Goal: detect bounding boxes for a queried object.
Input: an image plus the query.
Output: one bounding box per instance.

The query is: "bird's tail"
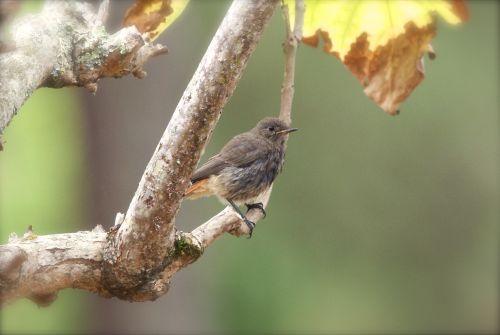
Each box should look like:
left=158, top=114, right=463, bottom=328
left=184, top=179, right=213, bottom=199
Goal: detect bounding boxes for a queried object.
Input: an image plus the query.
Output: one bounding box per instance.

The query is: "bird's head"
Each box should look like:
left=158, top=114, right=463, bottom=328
left=252, top=117, right=298, bottom=141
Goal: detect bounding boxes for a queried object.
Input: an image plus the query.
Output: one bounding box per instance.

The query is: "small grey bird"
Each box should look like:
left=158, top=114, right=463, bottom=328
left=185, top=117, right=298, bottom=236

• • • •

## Directive:
Copy out all of the data above word for word, omitting the picture.

## Complete response:
Goal: detect bounding boxes for a queried object.
Input: an image plus the query.
Output: one bounding box per instance.

The query is: "bird's tail"
Each box should look like:
left=158, top=114, right=463, bottom=328
left=184, top=179, right=213, bottom=199
Goal: detect bounding boxes for a queried object.
Input: an image plus the query.
Output: one bounding box per instance.

The query is: "bird's head"
Each box should look like:
left=158, top=114, right=463, bottom=328
left=252, top=117, right=298, bottom=141
Goal: detect bounding boxes for a queried object.
Input: an image plus the query.
Output: one bounding box per instance.

The query is: "small grey bird"
Each box should look like:
left=158, top=114, right=463, bottom=328
left=185, top=117, right=298, bottom=236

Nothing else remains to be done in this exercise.